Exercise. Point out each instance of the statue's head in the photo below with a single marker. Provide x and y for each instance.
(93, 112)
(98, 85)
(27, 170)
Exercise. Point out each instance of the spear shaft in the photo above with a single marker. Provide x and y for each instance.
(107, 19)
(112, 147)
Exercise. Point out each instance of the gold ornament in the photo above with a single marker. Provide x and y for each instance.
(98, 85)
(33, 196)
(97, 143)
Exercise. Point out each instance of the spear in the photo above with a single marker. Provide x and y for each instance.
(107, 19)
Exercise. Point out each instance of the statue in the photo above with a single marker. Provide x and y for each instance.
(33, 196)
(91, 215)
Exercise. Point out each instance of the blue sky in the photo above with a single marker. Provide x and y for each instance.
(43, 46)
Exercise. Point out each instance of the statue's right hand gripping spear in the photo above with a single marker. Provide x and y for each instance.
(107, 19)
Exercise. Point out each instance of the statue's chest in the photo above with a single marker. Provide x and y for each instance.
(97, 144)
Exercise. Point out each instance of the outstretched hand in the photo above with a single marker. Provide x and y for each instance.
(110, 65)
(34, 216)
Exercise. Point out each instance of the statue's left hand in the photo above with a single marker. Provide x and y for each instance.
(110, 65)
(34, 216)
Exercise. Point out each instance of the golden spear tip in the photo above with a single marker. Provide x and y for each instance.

__STATED PROBLEM__: Can you write out all of the data above again, changing "marker" to "dot" wherever it occurs and leaving everything else the same?

__OUTPUT BELOW__:
Exercise. Point out each instance of the statue's head in the photo below with a single dot. Provide x and y for each instance.
(93, 112)
(98, 85)
(27, 170)
Exercise. Point out each instance of the spear shaft in the photo above with a single dot. Provide x and y for each instance.
(107, 19)
(112, 147)
Exercise. Point out each instance of the gold ornament in the photo above with a single dot. Provide x and y for each instance.
(98, 85)
(33, 196)
(97, 143)
Exercise. Point out each instance of the spear in the photo above with a single dot. Provide x and y for each instance.
(107, 19)
Exercise. Point out each instance of the statue in the photo above with a single dot. Provide x and y for each instance.
(33, 196)
(91, 215)
Exercise. Point out each instance of the blue sky in the photo above with a single dot. Provide x and y for each instance.
(43, 46)
Exercise. Point out each instance of the statue's right hand gripping spear in the photo above with a single dot. Provide x and y for each instance.
(107, 19)
Exercise. Point out each instance of the statue's chest in the photo above with a single dot. Provide x and y for each instance.
(97, 144)
Exercise. Point out each instance of the outstretched hand in the photo above with a single dot. Provide x and y for each instance.
(110, 65)
(34, 216)
Exercise. Point out each instance of the statue's left hand in the photo above with a single dot. Provide x and y for each instance.
(110, 65)
(34, 216)
Exercise. Point out each instance of the golden spear tip in the photo above with a single dot. Provide x and y for each instance.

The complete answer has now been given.